### Records provided
•••••

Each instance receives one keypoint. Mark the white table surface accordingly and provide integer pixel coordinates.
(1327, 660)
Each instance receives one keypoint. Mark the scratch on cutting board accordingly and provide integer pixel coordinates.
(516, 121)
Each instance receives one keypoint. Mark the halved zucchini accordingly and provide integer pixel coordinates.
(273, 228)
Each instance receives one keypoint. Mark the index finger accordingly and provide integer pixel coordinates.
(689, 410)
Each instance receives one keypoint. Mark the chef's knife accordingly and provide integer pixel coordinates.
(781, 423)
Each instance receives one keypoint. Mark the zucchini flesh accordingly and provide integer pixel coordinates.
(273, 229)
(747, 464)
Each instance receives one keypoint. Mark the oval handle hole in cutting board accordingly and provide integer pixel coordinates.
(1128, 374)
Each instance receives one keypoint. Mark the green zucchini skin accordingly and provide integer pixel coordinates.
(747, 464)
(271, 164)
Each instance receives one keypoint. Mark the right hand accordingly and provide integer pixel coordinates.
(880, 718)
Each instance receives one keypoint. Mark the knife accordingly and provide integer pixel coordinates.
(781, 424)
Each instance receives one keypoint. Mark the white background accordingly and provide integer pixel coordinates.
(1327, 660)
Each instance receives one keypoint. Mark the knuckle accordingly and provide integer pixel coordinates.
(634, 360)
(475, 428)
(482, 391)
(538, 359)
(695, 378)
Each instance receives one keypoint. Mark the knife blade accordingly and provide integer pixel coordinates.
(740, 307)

•••••

### Problem
Can you convert the entries above into a two-column CSV with the headers "request" and "points", one row per request, putting each request's text and its answer in a single quoted field and turning any line breaks into spaces?

### Solution to this problem
request,points
"Each instance receives one keypoint. Mark the white table surface accordingly and provide integer pixel coordinates.","(1327, 660)"
"Each instance receives one keypoint. Mark the scratch on cutting board accordingly and provide integer pixel coordinates.","(516, 121)"
"Each instance receives one keypoint. Mark the halved zucchini accordingly and provide integer pixel coordinates.","(273, 228)"
"Each instance receives one keypoint. Mark the index finger accordingly and provide integer pixel coordinates.","(689, 410)"
"Each instance receives one keypoint. Mark the chef's knife accordingly and provide integer pixel coordinates.","(781, 423)"
"Each instance receives one keypoint. Mark the zucchini flesh accordingly and provide integer pixel coordinates.","(273, 229) (747, 464)"
"Each instance receives one keypoint. Mark the oval handle hole in cutting board accordingly and provide integer pixel coordinates.","(1128, 374)"
"Each instance receives one keypoint. Mark the green zucchini skin accordingly and provide integer pixel coordinates.","(747, 464) (271, 164)"
"Each instance receives one keypoint. Mark the right hand accordingly and provide integer pixel coordinates.","(880, 718)"
"Each instance receives one keypoint. Mark the knife accordingly and provide integer pixel coordinates.","(781, 424)"
"Each instance receives one keypoint. Mark the white background accordingly and provide integer pixel coordinates.","(1327, 660)"
"Each instance receives one keypoint. Mark the knuckle accordingly and provide integer pixel coordinates.","(634, 360) (475, 428) (482, 391) (538, 359) (695, 378)"
"Each instance receives one keypoint. Mark the knife blade accordingly and provide integer pixel coordinates.","(740, 307)"